# Directions for this task
What is needed is an exact copy of the records below, with the pictures left out.

━━━━━━━━

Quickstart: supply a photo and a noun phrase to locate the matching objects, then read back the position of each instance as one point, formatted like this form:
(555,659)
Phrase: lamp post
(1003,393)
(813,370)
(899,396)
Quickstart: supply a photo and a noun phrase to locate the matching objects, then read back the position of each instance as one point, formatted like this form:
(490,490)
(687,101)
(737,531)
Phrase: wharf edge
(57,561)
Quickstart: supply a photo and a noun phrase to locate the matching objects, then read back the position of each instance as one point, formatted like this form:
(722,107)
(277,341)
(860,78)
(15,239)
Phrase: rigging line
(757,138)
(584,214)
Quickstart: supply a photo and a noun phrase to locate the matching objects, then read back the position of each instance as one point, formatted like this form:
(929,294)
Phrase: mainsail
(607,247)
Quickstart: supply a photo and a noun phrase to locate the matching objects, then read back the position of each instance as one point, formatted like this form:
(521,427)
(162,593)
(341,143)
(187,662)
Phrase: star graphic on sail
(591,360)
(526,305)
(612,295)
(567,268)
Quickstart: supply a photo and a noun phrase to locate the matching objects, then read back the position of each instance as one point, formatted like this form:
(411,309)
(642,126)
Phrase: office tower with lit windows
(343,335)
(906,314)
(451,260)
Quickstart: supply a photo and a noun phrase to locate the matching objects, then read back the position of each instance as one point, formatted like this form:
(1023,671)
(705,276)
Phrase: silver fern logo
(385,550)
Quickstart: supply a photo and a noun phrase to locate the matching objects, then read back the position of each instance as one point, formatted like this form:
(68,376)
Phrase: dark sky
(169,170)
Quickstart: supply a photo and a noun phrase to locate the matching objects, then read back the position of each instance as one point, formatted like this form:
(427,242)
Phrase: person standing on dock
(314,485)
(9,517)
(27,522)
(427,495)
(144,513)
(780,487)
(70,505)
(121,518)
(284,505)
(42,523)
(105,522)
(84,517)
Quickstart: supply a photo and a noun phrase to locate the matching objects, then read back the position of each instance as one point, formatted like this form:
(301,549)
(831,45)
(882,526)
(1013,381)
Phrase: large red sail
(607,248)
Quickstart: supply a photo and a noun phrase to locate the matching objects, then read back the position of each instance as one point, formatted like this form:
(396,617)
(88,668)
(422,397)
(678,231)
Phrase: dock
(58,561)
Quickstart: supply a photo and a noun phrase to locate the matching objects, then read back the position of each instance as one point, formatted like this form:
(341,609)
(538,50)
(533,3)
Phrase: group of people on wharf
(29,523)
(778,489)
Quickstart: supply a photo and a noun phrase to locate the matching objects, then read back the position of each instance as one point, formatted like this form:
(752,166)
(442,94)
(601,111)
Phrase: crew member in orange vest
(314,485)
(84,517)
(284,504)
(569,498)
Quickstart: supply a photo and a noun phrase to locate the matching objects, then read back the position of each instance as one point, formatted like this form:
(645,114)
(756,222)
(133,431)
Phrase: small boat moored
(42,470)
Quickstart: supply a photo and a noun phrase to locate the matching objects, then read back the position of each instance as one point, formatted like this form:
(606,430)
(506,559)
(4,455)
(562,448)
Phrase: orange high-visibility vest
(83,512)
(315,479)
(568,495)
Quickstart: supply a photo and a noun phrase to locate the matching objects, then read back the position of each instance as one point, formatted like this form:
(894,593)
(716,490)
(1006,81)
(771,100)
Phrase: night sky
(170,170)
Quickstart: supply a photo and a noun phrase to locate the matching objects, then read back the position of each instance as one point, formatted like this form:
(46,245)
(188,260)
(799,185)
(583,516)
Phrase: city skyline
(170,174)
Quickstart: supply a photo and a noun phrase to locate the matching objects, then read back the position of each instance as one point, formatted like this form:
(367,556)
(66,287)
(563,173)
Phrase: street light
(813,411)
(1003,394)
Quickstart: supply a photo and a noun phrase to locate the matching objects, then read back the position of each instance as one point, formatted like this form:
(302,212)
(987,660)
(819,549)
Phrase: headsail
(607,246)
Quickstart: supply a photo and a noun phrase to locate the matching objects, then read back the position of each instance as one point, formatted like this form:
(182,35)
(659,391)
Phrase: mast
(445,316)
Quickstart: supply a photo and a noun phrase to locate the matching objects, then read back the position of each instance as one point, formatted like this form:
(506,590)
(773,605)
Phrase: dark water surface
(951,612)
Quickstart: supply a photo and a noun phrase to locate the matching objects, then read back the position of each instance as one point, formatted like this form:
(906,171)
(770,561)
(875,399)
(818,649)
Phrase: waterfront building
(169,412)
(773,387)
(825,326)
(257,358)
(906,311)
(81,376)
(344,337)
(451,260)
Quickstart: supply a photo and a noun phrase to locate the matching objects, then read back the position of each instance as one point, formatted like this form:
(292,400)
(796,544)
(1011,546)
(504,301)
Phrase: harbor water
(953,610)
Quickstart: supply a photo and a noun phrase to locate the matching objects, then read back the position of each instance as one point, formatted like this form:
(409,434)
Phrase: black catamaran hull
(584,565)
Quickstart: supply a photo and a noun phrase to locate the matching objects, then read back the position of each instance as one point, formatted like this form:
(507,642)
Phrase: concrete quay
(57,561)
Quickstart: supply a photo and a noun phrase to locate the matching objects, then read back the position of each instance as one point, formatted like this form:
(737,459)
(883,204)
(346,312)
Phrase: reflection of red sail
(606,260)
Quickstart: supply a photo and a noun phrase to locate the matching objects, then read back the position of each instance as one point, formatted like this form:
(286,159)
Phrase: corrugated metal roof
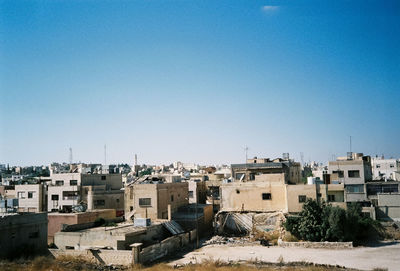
(173,227)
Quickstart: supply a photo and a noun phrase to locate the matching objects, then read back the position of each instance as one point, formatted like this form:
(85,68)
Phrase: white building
(384,169)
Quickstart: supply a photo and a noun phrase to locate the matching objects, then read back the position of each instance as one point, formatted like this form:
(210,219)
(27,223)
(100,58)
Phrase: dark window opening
(354,174)
(145,202)
(266,196)
(302,198)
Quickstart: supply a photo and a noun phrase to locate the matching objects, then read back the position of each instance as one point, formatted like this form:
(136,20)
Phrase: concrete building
(259,168)
(31,197)
(70,189)
(23,234)
(197,192)
(388,207)
(385,169)
(273,194)
(353,171)
(56,221)
(151,199)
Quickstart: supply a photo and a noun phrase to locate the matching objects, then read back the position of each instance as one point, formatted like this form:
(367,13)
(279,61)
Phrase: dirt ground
(385,255)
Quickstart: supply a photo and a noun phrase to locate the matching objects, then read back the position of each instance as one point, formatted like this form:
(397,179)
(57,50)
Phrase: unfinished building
(154,198)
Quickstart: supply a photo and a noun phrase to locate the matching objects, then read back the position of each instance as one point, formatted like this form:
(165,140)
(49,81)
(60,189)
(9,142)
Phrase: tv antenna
(246,149)
(70,155)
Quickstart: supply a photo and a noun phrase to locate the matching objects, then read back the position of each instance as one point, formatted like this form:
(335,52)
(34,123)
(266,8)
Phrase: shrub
(322,222)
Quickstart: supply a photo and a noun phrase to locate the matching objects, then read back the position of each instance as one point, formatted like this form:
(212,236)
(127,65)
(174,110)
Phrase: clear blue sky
(196,81)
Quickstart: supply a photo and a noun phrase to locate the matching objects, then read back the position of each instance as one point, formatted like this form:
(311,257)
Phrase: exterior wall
(23,233)
(62,200)
(113,199)
(161,195)
(293,193)
(33,204)
(385,168)
(104,182)
(197,192)
(56,220)
(388,207)
(248,196)
(106,257)
(111,181)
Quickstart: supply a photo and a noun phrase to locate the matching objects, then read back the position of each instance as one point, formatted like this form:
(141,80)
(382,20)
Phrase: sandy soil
(386,255)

━━━━━━━━

# Solution to the exercise
Quickstart: supply a photo and a noun phrase to locate the matching objects, then read back the position of each instance as one point, formatted like this form:
(555,659)
Phrase: lamp post
(1003,393)
(813,370)
(899,396)
Quickstart: supply a photo and a noun phrase to locate the matching objects, then read back the position of each instance as one point, formatted like this form:
(490,490)
(687,101)
(737,531)
Phrase: wharf edge
(57,561)
Quickstart: supply a photo and a noun phrase to locate the matching objects, then read back the position of each instance as one point, formatted like this form:
(722,107)
(277,341)
(860,78)
(15,239)
Phrase: rigging line
(757,138)
(584,214)
Quickstart: supply a photo and a noun phrase to locate the matching objects, then read back the position of each instance as one point, formatted like this form:
(929,294)
Phrase: mainsail
(607,247)
Quickstart: supply a photo and a noun phrase to locate the matching objects, then read back the position of each instance as one point, formatted like this form:
(521,427)
(162,593)
(341,143)
(187,662)
Phrase: star graphic on sail
(591,360)
(526,305)
(612,295)
(567,268)
Quickstart: supply a photo and a noun phrase to locate the matching objects, then read back the position of each instance as one point, formatted like this form:
(411,309)
(642,126)
Phrase: office tower with lit windows
(343,335)
(906,314)
(451,260)
Quickstart: supply a photo and a noun phrase to locate the matching objects, then read back the position of each instance as one point, formatted like this form:
(1023,671)
(705,276)
Phrase: silver fern logo
(385,550)
Quickstart: supply a photo and a noun phrase to locate the matching objects, then read back the position of each instance as one point, formatted like this form:
(68,376)
Phrase: dark sky
(169,170)
Quickstart: supply a photo and a noun phrase to locate the matching objects, then read back the position of each instance as one point, formatted like this form:
(427,242)
Phrase: person standing on dock
(314,485)
(9,517)
(27,522)
(427,495)
(144,513)
(780,487)
(70,505)
(121,518)
(284,505)
(42,523)
(105,522)
(84,517)
Quickstart: supply a photo and a noun phrase to locate the matching objects, then read back the position of each instance as one point, formatted like this form:
(301,549)
(831,45)
(882,526)
(1013,381)
Phrase: large red sail
(607,248)
Quickstart: supply a photo and a noun phrase to locate the matching objects, then read back the position of each instance as one point, formatted like this form:
(396,617)
(88,668)
(422,397)
(678,231)
Phrase: dock
(58,561)
Quickstart: supply a photo and a noun phrase to locate the matching objects, then read back the position of each instance as one point, formatted like this form:
(341,609)
(538,50)
(533,3)
Phrase: group of people on wharf
(29,523)
(778,489)
Quickstart: supply a photo and a noun phrase to locate the matching objects, then read back the position of each instance as one point, formatted like this form:
(752,166)
(442,94)
(601,111)
Phrase: crew member in orange vest
(314,485)
(84,517)
(284,504)
(569,498)
Quickstart: supply a photo and a noun phrase to locate the matching objects, then read back the position of each instance as one point, formatted like this form:
(645,114)
(756,222)
(133,431)
Phrase: small boat moored
(42,470)
Quickstart: supply a photo and a noun phrase to locate the matching objects, then read back the position of each instance as one point, formatted like this form:
(606,430)
(506,559)
(4,455)
(562,448)
Phrase: orange high-visibility vest
(83,512)
(315,479)
(568,495)
Quickstart: supply a photo and a noun phrase to locate the matching objects, then read back the position of each instance as one point, formatted like this form:
(894,593)
(716,490)
(1006,81)
(771,100)
Phrase: night sky
(170,170)
Quickstart: supply a photo and a noun phrase to locate the matching objects, then read back the position of each instance as one point, formatted like this form:
(46,245)
(188,260)
(799,185)
(583,516)
Phrase: city skyline
(170,174)
Quickstart: supply a photo and a noun phrase to locate the matching objects, then read back the position of each instance as one point, formatted like this form:
(367,556)
(66,287)
(563,173)
Phrase: street light
(813,411)
(1003,394)
Quickstart: supply a photo and a noun phrase to locate the matching objects, then read back the position of each instance as one point, formatted like this form:
(302,212)
(987,660)
(819,549)
Phrase: headsail
(607,246)
Quickstart: supply a photo and a noun phrase to locate the matching objects, then read back the position of each instance as one point, formatted like this form:
(182,35)
(659,391)
Phrase: mast
(445,316)
Quickstart: supply a photo and a noun phrase to locate the matching objects, then read back the position of each instance as one point, formatted like this form:
(506,590)
(773,605)
Phrase: dark water surface
(951,612)
Quickstart: supply a photo and a noun phrase to locate the matching objects, then read back the position of each instance as one point, formatted like this form:
(906,171)
(770,561)
(875,399)
(818,649)
Phrase: waterfront building
(169,412)
(773,387)
(825,326)
(257,358)
(906,311)
(81,376)
(344,337)
(451,260)
Quickstart: supply a photo and a noun phrase to locate the matching objects, then read back the position of each instance as one point, formatted like this form:
(292,400)
(796,544)
(1011,546)
(504,301)
Phrase: harbor water
(953,610)
Quickstart: supply a photo and a noun phrase to locate the matching objects, then read back the position of each instance as one point, formatted like this form:
(409,434)
Phrase: black catamaran hull
(584,565)
Quickstart: supply a photo and a noun phrase to locate the matching objects, then read back the position of each instance as one point, formatted like this form:
(507,642)
Phrase: concrete quay
(57,561)
Quickstart: supply a photo and a noun phrase to locate the matching objects, then read back the position of each instance as one point, formatted like this form:
(737,459)
(883,204)
(346,312)
Phrase: reflection of red sail
(606,260)
Quickstart: supply a photo and a noun phrase to locate the matching objects, then read back the position of each instance as one point, formatted like this form:
(286,159)
Phrase: corrugated metal roof
(173,227)
Quickstart: supply a photo and a noun phrase to locate the matching objects, then read back the position of each instance as one point, formatted like this form:
(85,68)
Phrase: white building
(384,169)
Quickstart: supply a photo and a noun phrase to locate the matching objects, then read back the position of each instance as one point, formatted like this form:
(210,219)
(27,223)
(100,58)
Phrase: dark window opening
(354,174)
(145,202)
(266,196)
(302,198)
Quickstart: supply a photo and a noun phrase to locate the matching objects, then read back the position of each instance as one point, formatted like this form:
(136,20)
Phrase: concrete building
(259,168)
(31,197)
(70,189)
(23,234)
(197,192)
(388,207)
(385,169)
(273,194)
(353,171)
(56,221)
(151,199)
Quickstart: supply a photo and a noun phrase to locate the matching objects, then read back the position of each instance as one point, formatted like this form:
(367,13)
(279,61)
Phrase: dirt ground
(385,255)
Quickstart: supply a photo and a noun phrase to locate the matching objects, then read back the position of each instance as one point, formatted like this form:
(397,179)
(57,50)
Phrase: unfinished building
(154,198)
Quickstart: supply a photo and a noun phrase to locate the matching objects, then read back the position of each instance as one point, formatted like this form:
(165,140)
(49,81)
(60,189)
(9,142)
Phrase: tv antenna
(246,149)
(70,155)
Quickstart: supply a photo and a noun phrase to locate the matching objects, then read back the position of each instance as one point, formatted like this form:
(335,52)
(34,123)
(266,8)
Phrase: shrub
(322,222)
Quickstart: supply a photo and a noun phrase to locate the matching objects, then read back the position of each instance as one point, formatted like this form:
(212,236)
(127,65)
(174,110)
Phrase: clear blue sky
(196,81)
Quickstart: supply a photo and a noun phrase to locate the matching objects, then read back the position of each instance as one point, formatted like this form:
(311,257)
Phrase: exterior wall
(23,233)
(62,200)
(113,199)
(161,195)
(293,193)
(33,204)
(385,168)
(104,182)
(197,192)
(56,220)
(388,207)
(248,196)
(106,257)
(111,181)
Quickstart: supply a photo and a noun phrase to locate the matching objects, then read back the position of each instance as one point, formatted like this form:
(141,80)
(382,20)
Phrase: sandy soil
(386,255)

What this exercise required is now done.